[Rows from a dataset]
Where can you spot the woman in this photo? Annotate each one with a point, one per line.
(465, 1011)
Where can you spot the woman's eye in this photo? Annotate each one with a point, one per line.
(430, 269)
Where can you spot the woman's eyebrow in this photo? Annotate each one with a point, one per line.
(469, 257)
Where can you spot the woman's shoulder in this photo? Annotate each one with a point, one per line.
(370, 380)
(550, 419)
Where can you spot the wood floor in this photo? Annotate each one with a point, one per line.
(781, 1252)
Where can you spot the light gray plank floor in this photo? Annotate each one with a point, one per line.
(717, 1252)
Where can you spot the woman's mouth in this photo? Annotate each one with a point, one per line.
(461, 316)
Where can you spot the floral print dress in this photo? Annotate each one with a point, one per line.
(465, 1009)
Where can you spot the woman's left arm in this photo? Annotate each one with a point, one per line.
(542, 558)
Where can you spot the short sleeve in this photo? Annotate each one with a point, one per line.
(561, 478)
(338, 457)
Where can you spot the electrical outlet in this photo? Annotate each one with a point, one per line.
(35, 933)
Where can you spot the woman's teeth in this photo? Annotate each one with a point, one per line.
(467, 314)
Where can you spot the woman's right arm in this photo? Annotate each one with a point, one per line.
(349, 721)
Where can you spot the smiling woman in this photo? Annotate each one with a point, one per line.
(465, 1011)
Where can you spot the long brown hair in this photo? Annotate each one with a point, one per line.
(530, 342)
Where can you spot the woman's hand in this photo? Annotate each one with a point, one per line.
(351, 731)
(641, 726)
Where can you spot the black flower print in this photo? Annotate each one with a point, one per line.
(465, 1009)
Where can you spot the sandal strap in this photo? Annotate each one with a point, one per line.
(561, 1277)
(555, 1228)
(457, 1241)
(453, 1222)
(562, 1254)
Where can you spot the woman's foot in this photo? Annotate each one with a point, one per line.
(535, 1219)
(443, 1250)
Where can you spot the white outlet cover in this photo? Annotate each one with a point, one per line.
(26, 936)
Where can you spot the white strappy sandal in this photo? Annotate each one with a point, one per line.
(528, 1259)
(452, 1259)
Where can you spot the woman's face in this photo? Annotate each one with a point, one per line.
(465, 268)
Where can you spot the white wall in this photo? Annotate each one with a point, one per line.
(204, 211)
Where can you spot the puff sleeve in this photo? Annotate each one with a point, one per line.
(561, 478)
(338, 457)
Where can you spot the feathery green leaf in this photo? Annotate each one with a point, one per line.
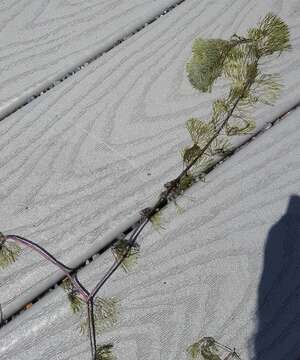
(9, 251)
(104, 352)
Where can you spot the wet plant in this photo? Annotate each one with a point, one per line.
(207, 348)
(238, 61)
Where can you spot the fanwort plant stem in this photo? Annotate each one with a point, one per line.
(237, 60)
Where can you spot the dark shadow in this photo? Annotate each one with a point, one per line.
(278, 308)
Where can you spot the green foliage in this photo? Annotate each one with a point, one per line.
(204, 349)
(238, 61)
(206, 63)
(105, 315)
(104, 352)
(120, 249)
(207, 348)
(270, 36)
(9, 251)
(76, 303)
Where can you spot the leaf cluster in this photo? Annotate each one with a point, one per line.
(9, 252)
(236, 60)
(104, 352)
(207, 348)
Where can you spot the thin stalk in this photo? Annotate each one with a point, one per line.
(91, 326)
(51, 258)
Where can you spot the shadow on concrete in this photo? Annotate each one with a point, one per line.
(278, 308)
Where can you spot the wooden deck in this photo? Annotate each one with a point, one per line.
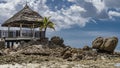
(20, 39)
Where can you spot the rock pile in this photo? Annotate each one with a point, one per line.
(105, 44)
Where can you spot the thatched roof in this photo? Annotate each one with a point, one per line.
(26, 16)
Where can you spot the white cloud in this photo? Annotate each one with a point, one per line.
(100, 5)
(114, 13)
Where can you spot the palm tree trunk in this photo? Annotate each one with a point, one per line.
(45, 33)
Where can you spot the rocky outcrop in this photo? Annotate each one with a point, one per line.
(35, 50)
(96, 44)
(105, 44)
(87, 48)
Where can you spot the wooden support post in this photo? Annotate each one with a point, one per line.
(20, 30)
(8, 30)
(33, 32)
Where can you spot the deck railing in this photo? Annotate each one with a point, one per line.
(25, 33)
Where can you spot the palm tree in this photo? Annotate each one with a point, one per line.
(46, 24)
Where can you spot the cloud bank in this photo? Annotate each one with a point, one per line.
(65, 13)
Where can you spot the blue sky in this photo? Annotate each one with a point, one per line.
(78, 22)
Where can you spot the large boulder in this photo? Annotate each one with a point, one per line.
(109, 44)
(97, 42)
(56, 42)
(105, 44)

» **Task to complete**: Write out the data above again, swapping every "Where can you spot" for "Where do you see" and changing nothing else. Leave the pictures out.

» **Exercise solution**:
Where do you see the woman in this photo? Annotate each one with a point, one per line.
(465, 1011)
Where do you see the woman's eye in this photo? Annotate each one with a point, one per line.
(430, 269)
Where do you see the woman's eyebrow in this photo? Annotate each one with a point, one per line.
(469, 257)
Where do you see the woman's shoulder in this photo? Annotate each one with a point, one per line.
(370, 380)
(550, 419)
Where do you see the wood floor in this photo? Annotate each one with a point, one per line.
(781, 1252)
Where do you see the light gray plank floor in this photo? Annotate each one with a point, one per line.
(717, 1252)
Where do you see the woman's mouth in this photo? Annotate each one with a point, one per line.
(461, 316)
Where do you see the floral print dress in this photo? Annotate each one with a point, one per line.
(465, 1009)
Where do you see the woman's left arm in this photo? Annotate each one with a point, one per line.
(542, 558)
Where do you see the short sleeve in this photo? Annotate each one with a point, one per line.
(561, 478)
(338, 457)
Where do you see the electrical outlet in this photo? Annotate each one with a point, one per line.
(35, 933)
Where do you see the woman's teeth in this photo? Annotate each one with a point, one per line.
(467, 314)
Where do you see the woman's right arm in this photo? Annotate each one with a point, one per line.
(349, 721)
Where do you see the smiling woman in this photo? Annotate each one with a point, one per line.
(465, 1011)
Where do you see the long brown hair in this photo? Annotate each one with a point, one per line.
(530, 342)
Where do you see the woman's hand in this photo? Annotate each one with a point, one per line.
(351, 731)
(641, 726)
Where do you see the black flower print in this photo? Annotate each one with a point, one per line.
(465, 1009)
Where do you see the sandal strap in this photo? Annotate each one with a point, one per line.
(561, 1277)
(555, 1228)
(457, 1241)
(453, 1222)
(562, 1254)
Where do you see the woman's foot in this photo? Annotate each one with a point, one per line.
(535, 1219)
(443, 1250)
Where do you see the white outlet cover in this photo? Annotate each one with a point, one per line.
(26, 936)
Where do you see the white strappy sandal in this photo? Annotate each one with a point, one per line.
(528, 1259)
(452, 1259)
Where do you see the woman's face in this photo? Annotate each one with a point, one per line.
(465, 268)
Where do you see the white wall in this photo? Annotate each one with a point, one per line.
(204, 211)
Where do you see the puff sleeve in this photo? Annotate each one with a point, one per line.
(561, 478)
(338, 457)
Where do you see the feathery green leaf in this photo? Annotate each one with a point, one per line.
(9, 251)
(104, 352)
Where do you see the wet plant in this photo? Annotate each one with a point, one per line.
(207, 348)
(238, 61)
Where do you see the fanwort plant stem in this photo? Annotate each one with a point, one per line.
(237, 60)
Where do you see the dark shadow in this photo? Annotate each one with a point, one per line.
(278, 308)
Where do you see the green foliage in this photo? Annotate each one with a point, one per line.
(204, 349)
(238, 61)
(206, 63)
(105, 315)
(104, 352)
(120, 249)
(207, 348)
(270, 36)
(9, 251)
(76, 303)
Where do you see the leaf cluster in this photo? Annotate each one with a point, one per line.
(9, 252)
(236, 60)
(104, 352)
(207, 348)
Where do you see the thin stalk in this photo? Annotate each one with a point, one per line.
(91, 326)
(51, 258)
Where do you see the shadow on concrete in this photo? Annotate each one with a point, one per line.
(278, 308)
Where do you see the wooden deck in this photo? Annotate each one with a point, one per line.
(20, 39)
Where do you see the rock pile in this photo? Annotate each one with a point, one per line.
(105, 44)
Where do you see the thatched roof in this photo? Annotate each one with a point, one per line.
(26, 16)
Where do you see the white cloud in this photo? Annotate each one with a point, one per line.
(100, 5)
(114, 13)
Where do you see the palm tree trunk in this photo? Annotate each one with a point, one per line.
(45, 33)
Where do you see the rocky outcrop in this photo? Annotate each one with a point, one per line.
(35, 50)
(96, 44)
(105, 44)
(87, 48)
Where do you see the wooden support post in this photo? Annotate each one with a point, one per line.
(20, 30)
(8, 30)
(33, 32)
Where do you see the deck railing in this photo? Annotate each one with a point, one per line.
(25, 33)
Where do you see the palm tree in this photo? Annotate each one with a point, one per line.
(46, 24)
Where do you see the cloud bank in this photo? Annotate each one with a point, one per line.
(65, 13)
Where do you see the blue sky in this photo? Annotate each one with a point, one per line.
(78, 22)
Where do you see the large boulder in this photo? Annotate each one with a point, one per line.
(109, 44)
(97, 42)
(56, 42)
(105, 44)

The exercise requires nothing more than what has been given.